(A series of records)
%%

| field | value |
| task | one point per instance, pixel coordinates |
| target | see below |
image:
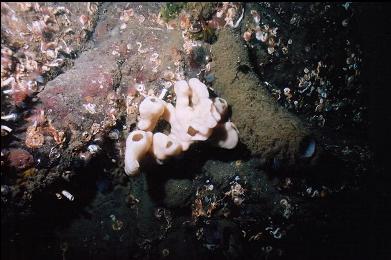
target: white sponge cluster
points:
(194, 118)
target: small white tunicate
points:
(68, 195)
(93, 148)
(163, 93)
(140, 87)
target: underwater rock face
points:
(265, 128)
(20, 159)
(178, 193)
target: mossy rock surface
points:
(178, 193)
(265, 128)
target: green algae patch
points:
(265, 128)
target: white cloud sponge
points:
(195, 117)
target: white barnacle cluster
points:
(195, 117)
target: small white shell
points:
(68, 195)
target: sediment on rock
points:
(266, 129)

%%
%%

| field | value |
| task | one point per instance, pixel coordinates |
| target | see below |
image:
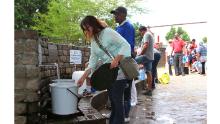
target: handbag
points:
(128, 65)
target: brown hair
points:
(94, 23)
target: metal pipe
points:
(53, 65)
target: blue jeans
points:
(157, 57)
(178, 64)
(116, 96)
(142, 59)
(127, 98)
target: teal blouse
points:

%%

# [AIM]
Select every line of the entries above that contains the word "sponge", and copy each one. Case counts.

# [FINISHED EXERCISE]
target: white sponge cluster
target: white cloud sponge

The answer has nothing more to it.